Et puis ce leitmotiv,

Comment est-ce arrivé ?

 

Orgueil, éloignement, indifférence, alors qu’il faudrait re-lier le mot Terre et le mot Homme

Comme dans le Cahier de Césaire

par le trait-d’union. Dans l’antre des langues

qui porte la mémoire de notre immersion.

 

alors qu’il faudrait se réinscrire

dans le cycle des naissances

et des disparitions.

 

et qu’il ne faudrait pas chercher de faux remèdes à notre inquiétude.

 

La consolation est la grande tentation du siècle débutant.

 

Ne cherchons pas dans le monde la parole, le mot, la figure de la consolation. Essayons de nous tenir, dans l’inquiétude, sans nous soumettre. Ne déléguons plus nos vies aux consolateurs.

 

Malaise

 

J’ai vu après le massacre de Colombine

aux Etats-Unis, les gamins s’emparer

du joystick de la simulation

… pour se guérir

de l’effroi, de l’inquiétude

 

Nous ne sommes plus dans le phénomène de catharsis des tragédies antiques où il ne faisait aucun doute sur le bien et le mal, le bon et le méchant. Aujourd’hui, les/nos enfants peuvent endosser tout aussi bien la tenue du premier que du second souvent bien plus attractive.

 

Camille de Toledo pousse le trait jusqu’à l’extrême. Son poème s’ouvre sur l’angoisse de perdre un enfant et se referme sur l’enfance en criant à non assistance à personne en danger.

 

Les gamins ne croient plus ce qu’ils voient.

Ils savent que tout, désormais

Est susceptible de se métamorphoser.

 

Qui prépare les enfants  à ce temps nucléaire ?

#### Consignes
1. Modifiez les lignes de la liste, depuis celle qui contient « Task: kindly identify the carved wooden » jusqu'à la fin de la liste, en remplaçant « slate roof » par « tile roof » et en laissant tout le reste intact.
2. Poursuivez le texte sur le poème de Camille de Toledo à partir de l'endroit où il s'arrête.
La liste qui suit le texte n'a aucun rapport avec lui.

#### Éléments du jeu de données
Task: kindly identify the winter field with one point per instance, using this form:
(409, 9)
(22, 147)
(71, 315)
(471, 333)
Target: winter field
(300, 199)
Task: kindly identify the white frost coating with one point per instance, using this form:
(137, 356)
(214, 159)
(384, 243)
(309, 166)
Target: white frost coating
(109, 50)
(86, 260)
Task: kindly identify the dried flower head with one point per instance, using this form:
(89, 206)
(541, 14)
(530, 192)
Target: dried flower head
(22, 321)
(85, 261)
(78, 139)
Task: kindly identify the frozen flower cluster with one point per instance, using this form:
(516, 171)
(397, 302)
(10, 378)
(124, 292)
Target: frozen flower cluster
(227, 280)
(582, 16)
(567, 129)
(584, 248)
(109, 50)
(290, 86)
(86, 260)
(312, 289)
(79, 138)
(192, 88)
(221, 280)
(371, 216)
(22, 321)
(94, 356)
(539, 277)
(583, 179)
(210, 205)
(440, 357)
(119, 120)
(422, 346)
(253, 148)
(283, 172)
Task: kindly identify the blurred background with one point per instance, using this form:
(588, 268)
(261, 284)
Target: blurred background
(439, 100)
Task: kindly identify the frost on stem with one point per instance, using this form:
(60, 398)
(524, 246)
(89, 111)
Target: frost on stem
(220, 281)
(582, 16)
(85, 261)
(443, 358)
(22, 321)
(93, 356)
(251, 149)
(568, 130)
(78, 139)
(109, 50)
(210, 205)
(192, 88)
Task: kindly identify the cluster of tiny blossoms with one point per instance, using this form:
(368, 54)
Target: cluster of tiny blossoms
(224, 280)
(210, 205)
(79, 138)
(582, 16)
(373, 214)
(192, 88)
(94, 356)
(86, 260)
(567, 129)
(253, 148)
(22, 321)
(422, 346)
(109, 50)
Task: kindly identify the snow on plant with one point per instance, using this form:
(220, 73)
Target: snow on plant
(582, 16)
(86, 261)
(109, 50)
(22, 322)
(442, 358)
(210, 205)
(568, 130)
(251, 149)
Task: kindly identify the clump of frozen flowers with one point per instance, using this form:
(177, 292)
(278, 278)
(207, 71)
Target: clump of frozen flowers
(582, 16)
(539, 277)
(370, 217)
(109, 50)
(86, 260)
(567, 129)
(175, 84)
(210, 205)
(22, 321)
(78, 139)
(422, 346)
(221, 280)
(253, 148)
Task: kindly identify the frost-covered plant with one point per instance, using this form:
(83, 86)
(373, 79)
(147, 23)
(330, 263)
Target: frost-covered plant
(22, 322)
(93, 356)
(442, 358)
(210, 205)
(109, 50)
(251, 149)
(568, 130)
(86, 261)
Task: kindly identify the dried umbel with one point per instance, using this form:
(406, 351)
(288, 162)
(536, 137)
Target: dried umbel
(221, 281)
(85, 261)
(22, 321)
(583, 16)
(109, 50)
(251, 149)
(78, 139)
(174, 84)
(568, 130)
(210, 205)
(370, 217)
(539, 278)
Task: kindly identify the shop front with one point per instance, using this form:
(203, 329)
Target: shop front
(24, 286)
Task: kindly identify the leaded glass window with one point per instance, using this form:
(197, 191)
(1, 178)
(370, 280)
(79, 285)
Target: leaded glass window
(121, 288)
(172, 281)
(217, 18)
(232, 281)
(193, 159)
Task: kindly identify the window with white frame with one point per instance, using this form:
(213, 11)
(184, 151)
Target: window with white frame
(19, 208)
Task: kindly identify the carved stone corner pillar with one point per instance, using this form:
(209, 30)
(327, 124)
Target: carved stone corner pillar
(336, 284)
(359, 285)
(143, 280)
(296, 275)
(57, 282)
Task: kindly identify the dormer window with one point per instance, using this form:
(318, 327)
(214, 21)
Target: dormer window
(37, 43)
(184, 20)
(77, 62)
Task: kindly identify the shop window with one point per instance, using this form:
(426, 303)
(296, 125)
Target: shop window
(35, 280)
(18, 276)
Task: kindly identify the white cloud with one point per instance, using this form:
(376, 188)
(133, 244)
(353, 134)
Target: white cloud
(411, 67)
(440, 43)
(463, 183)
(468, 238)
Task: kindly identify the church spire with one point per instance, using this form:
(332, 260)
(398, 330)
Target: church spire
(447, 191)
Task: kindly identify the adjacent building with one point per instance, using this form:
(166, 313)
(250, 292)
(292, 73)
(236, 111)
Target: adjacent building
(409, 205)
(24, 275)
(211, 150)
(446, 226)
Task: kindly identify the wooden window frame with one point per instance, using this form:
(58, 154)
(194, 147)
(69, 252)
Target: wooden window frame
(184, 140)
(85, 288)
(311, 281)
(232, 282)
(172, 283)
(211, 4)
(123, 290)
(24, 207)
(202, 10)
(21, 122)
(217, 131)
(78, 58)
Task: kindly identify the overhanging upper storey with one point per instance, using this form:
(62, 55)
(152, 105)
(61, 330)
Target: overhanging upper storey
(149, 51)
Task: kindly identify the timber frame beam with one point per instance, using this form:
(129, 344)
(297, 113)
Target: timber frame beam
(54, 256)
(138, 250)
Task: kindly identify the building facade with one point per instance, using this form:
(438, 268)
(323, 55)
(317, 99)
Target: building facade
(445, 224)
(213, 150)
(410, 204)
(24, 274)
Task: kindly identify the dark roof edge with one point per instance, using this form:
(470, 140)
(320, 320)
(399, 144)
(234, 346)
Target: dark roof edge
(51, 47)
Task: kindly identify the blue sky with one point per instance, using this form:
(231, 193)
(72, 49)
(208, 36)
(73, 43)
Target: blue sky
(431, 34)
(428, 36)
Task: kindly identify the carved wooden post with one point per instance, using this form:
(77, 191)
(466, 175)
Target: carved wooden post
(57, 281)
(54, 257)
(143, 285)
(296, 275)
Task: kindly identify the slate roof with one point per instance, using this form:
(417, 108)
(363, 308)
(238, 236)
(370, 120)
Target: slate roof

#### Résultats dans l'ordre
1.
Task: kindly identify the carved wooden post with one point per instance, using this form:
(77, 191)
(466, 175)
Target: carved wooden post
(57, 281)
(54, 257)
(143, 285)
(296, 275)
Task: kindly identify the tile roof with one point per instance, using this form:
(417, 108)
(363, 308)
(238, 236)
(370, 120)
Target: tile roof

2.
Ce trentenaire est lui-même concerné. Lui qui est né bien après les catastrophes inscrites dans les mémoires, dont il est pourtant lourdement chargé, s’autorise à dire :

Nous ne sommes pas préparés.

Voilà la grande faute.

 

comme si la génération de ses grands-parents l’avait été par la force des choses, ayant vécu la/les guerres, celle de ses parents nés dans un pays apaisé, n’ayant pu/su opérer cette transmission.

 

Le lecteur pris à témoin tout au long de ces pages, est invité/accueilli dans une forme de sagesse résignée : nous ne demandons rien d’autre qu’un peu de paix.

 

Mais cette prière, nul n’est là pour l’entendre…

 

…sauf le poète dont il a endossé le rôle et qui porte à bout de langue l’espoir en forme d’utopie.

 

 

***

 

Camille de Toledo nous dit :

 

"Ce texte, écrit pour la Maison du Banquet et des générations, a été lu le 8 août 2011 à Lagrasse. La décision de le publier est indissociable, en moi, d'un espoir de voir les mots agir sur et dévier l'esprit contemporain de l'Europe."

 

Le 8 août, soit 15 jours après la tuerie d’Utoya.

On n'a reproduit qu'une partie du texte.